» WHAT THE TASK ASKS
From the line that contains "Target: patio table" to the last line of the data, every line is to be transcribed exactly; no other line is to be included.

» THE RECORDS
━━━━━━━━━━━━━━━━

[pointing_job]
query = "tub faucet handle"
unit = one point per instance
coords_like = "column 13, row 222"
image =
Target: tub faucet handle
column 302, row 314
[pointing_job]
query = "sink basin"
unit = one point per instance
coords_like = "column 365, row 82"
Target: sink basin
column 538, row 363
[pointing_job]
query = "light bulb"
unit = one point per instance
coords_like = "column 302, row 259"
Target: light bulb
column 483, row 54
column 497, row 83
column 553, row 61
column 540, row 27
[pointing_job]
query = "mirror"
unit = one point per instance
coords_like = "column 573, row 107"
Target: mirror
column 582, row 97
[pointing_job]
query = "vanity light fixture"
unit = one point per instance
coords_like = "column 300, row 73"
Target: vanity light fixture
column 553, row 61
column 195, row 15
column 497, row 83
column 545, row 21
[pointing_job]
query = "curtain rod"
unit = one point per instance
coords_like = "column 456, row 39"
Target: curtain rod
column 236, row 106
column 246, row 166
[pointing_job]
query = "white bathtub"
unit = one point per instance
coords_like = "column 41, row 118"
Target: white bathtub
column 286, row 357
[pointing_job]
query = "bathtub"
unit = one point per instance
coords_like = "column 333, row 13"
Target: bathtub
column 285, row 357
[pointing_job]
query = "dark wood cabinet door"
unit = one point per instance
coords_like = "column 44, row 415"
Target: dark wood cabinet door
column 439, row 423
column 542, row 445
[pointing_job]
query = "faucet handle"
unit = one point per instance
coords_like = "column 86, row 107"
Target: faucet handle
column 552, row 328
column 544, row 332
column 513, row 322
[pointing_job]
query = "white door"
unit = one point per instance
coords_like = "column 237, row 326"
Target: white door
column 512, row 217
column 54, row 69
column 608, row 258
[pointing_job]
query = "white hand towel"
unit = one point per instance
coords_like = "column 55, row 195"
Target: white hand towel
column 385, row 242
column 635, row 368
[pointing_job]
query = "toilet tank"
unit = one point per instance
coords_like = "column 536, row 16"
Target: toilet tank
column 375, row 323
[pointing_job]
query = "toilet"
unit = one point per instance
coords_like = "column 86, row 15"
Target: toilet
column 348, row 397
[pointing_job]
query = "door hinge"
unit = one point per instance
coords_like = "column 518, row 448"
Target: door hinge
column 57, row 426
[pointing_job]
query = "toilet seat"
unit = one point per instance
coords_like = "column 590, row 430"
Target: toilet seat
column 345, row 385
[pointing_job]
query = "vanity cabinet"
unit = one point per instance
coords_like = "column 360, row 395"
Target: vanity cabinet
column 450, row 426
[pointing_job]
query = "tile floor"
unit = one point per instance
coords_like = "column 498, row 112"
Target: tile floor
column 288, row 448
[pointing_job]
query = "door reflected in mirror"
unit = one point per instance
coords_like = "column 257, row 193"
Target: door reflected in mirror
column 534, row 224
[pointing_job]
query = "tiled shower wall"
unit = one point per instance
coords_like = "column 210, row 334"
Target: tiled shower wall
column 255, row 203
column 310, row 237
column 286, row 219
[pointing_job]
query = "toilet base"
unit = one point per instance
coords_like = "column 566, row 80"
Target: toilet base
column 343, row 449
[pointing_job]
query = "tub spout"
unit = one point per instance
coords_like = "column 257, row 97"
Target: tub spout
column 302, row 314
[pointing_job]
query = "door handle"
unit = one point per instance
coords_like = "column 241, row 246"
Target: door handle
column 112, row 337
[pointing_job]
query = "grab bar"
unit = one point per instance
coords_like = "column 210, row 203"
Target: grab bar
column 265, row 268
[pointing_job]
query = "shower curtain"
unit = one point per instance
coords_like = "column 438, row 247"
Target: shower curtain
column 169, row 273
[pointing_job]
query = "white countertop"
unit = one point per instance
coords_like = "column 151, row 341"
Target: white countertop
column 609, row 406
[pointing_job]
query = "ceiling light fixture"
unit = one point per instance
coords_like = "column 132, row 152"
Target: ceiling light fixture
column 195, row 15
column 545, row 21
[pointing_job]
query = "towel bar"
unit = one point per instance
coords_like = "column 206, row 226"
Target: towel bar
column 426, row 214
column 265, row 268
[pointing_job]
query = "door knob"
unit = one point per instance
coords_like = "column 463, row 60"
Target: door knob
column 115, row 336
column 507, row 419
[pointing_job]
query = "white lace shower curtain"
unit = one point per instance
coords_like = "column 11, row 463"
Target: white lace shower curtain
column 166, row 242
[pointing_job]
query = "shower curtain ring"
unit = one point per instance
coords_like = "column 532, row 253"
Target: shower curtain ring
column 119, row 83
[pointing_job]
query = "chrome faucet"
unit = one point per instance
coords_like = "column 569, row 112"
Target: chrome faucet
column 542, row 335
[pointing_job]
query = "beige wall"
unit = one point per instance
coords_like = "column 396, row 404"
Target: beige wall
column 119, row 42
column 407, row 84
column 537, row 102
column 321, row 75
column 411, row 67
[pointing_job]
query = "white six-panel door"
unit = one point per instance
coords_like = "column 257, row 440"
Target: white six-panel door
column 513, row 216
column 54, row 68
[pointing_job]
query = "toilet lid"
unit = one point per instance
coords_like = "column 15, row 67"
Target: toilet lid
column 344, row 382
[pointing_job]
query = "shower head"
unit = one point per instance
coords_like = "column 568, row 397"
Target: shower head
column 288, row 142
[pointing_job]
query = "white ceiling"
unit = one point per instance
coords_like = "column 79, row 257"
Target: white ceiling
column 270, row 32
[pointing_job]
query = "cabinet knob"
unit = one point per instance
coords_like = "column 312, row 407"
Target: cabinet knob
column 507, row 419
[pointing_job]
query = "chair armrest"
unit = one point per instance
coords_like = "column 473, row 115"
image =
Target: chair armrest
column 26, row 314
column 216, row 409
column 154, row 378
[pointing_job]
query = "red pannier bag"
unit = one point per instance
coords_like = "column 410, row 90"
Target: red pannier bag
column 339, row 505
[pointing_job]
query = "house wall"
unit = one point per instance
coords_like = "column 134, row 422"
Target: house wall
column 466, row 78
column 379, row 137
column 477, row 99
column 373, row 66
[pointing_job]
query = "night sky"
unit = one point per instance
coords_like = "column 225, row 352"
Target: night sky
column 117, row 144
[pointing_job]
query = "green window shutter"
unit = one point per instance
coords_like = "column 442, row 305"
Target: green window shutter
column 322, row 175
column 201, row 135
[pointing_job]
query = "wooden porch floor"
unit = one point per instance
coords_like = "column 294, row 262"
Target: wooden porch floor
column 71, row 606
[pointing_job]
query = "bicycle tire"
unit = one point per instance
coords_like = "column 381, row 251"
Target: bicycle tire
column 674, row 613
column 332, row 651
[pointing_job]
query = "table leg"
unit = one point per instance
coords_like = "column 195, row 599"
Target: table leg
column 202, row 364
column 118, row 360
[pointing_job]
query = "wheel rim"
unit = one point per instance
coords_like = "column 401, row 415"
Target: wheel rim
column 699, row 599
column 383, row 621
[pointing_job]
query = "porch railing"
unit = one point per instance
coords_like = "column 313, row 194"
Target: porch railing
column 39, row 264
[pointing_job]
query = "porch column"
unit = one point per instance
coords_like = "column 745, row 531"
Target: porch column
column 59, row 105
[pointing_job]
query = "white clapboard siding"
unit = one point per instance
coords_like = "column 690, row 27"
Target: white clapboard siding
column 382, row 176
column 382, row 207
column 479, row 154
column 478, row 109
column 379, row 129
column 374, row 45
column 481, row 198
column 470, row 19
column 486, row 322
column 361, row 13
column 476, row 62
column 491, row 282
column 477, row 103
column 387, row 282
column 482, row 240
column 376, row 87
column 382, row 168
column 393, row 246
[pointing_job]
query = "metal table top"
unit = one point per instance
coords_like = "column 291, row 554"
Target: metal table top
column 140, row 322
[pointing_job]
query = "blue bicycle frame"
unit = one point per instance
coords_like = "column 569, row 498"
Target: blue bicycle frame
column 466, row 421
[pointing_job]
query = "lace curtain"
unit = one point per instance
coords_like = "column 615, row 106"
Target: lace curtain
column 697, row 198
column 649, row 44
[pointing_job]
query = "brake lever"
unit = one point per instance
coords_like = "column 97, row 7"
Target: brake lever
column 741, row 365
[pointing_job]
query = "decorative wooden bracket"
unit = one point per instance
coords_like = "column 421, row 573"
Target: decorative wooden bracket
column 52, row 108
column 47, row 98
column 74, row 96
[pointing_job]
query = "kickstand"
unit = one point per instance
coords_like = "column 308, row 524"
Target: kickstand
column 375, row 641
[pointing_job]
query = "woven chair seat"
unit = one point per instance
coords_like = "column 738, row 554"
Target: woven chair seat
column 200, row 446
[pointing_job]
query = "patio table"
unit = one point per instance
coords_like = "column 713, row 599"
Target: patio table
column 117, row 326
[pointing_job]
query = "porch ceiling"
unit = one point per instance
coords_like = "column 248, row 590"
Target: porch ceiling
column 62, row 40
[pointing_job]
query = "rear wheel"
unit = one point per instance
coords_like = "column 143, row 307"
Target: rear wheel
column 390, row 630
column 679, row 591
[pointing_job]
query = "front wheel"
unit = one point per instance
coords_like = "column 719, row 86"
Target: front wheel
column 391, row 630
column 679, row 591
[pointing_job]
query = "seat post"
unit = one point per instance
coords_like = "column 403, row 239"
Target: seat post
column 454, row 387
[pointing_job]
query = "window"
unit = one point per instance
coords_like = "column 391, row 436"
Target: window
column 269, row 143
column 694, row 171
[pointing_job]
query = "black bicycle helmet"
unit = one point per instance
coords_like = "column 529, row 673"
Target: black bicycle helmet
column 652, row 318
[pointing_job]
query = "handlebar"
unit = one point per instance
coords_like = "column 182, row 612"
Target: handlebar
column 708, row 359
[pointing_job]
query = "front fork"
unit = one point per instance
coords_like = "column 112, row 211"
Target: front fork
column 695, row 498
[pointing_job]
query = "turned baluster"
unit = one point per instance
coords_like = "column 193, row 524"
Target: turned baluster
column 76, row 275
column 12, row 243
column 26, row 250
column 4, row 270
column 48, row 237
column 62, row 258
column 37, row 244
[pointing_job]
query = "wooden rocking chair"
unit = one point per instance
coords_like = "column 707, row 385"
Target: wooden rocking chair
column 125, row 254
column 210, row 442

━━━━━━━━━━━━━━━━

» ANSWER SECTION
Target: patio table
column 117, row 326
[pointing_job]
query = "porch ceiling"
unit = one point per instance
coords_like = "column 248, row 590"
Target: porch ceiling
column 62, row 40
[pointing_job]
query = "rear wheel"
unit = one point per instance
coords_like = "column 143, row 307"
Target: rear wheel
column 390, row 630
column 679, row 591
[pointing_job]
query = "front wheel"
unit = one point per instance
coords_like = "column 719, row 86"
Target: front wheel
column 391, row 630
column 679, row 591
[pointing_job]
query = "seat post"
unit = one point per instance
coords_like = "column 403, row 239"
Target: seat post
column 454, row 387
[pointing_job]
query = "window"
unit = one point per instance
coords_like = "column 391, row 436"
Target: window
column 269, row 143
column 694, row 171
[pointing_job]
query = "black bicycle helmet"
unit = one point per instance
coords_like = "column 529, row 673"
Target: black bicycle helmet
column 652, row 318
[pointing_job]
query = "handlebar"
unit = one point per instance
coords_like = "column 182, row 612"
Target: handlebar
column 708, row 359
[pointing_job]
query = "front fork"
unit = one point per instance
coords_like = "column 112, row 211"
Target: front fork
column 695, row 498
[pointing_job]
query = "turned baluster"
unit = one point per instance
coords_like = "column 193, row 524"
Target: turned baluster
column 76, row 275
column 12, row 243
column 26, row 250
column 4, row 270
column 48, row 237
column 62, row 258
column 37, row 244
[pointing_job]
query = "wooden rocking chair"
unit = one point per instance
coords_like = "column 707, row 385"
Target: wooden rocking chair
column 125, row 254
column 210, row 442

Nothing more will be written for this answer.